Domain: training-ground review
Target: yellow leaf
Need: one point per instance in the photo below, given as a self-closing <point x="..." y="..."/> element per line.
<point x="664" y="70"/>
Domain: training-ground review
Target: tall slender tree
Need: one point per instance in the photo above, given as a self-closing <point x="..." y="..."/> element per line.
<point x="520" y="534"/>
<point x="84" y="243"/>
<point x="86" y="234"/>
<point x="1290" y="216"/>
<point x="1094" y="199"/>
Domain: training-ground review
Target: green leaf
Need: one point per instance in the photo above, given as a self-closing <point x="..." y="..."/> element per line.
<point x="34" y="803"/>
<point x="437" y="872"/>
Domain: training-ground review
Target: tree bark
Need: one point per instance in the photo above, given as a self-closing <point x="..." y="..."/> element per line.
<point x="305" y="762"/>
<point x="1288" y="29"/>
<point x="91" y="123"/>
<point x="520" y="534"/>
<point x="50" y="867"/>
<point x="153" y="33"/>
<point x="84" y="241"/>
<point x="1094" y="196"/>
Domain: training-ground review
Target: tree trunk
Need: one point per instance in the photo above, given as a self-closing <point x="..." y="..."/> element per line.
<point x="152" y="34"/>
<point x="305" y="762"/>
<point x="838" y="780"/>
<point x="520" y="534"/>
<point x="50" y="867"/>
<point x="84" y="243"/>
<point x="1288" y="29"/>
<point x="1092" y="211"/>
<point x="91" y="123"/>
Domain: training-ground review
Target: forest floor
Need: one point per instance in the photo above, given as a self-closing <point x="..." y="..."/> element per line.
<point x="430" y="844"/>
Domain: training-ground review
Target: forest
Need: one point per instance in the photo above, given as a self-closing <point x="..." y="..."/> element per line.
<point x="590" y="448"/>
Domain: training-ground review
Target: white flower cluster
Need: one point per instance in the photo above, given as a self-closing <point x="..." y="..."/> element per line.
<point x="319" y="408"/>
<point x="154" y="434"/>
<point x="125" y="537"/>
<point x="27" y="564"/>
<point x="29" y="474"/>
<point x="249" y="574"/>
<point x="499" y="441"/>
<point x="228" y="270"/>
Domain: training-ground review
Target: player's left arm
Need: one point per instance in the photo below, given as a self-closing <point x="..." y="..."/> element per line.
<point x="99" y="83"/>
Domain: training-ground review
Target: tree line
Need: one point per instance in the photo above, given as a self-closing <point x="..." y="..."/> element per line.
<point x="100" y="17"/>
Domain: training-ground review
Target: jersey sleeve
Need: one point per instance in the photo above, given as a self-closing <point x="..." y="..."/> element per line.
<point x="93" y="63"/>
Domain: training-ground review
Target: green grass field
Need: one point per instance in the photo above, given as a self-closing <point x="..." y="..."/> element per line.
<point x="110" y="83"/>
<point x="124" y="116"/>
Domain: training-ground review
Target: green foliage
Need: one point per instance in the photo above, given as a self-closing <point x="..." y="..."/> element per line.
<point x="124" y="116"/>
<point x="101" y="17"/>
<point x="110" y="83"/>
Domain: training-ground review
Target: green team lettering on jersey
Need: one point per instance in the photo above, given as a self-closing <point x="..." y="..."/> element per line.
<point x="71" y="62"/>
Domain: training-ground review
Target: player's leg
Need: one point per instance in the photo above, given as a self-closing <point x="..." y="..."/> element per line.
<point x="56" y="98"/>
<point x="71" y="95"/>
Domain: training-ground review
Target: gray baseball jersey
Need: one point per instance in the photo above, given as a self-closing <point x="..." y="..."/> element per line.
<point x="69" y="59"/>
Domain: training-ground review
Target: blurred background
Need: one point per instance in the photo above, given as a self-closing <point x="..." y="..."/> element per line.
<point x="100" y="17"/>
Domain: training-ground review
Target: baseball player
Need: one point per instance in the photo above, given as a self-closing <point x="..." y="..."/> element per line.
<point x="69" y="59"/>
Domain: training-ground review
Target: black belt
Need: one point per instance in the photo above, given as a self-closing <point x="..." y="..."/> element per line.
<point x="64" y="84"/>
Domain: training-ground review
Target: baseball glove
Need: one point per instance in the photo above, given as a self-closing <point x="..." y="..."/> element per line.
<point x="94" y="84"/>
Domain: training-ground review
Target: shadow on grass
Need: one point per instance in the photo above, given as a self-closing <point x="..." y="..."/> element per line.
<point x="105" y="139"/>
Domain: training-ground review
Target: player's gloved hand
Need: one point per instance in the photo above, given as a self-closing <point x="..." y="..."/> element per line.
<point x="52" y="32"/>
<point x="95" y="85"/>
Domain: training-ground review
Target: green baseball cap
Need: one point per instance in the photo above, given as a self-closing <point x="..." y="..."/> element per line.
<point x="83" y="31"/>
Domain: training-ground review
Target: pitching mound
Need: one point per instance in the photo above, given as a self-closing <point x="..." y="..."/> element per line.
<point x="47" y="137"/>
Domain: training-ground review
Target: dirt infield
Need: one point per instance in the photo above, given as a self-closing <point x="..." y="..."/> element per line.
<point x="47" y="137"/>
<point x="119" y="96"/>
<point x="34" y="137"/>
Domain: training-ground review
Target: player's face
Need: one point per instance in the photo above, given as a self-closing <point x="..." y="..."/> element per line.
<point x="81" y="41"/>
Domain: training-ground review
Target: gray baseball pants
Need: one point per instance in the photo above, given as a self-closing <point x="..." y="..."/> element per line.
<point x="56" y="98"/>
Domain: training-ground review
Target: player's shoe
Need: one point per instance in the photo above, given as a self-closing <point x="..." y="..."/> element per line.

▬▬▬

**Your goal**.
Report how many of the lines above contain the word "tree". Give the number alone.

**Problem solution**.
4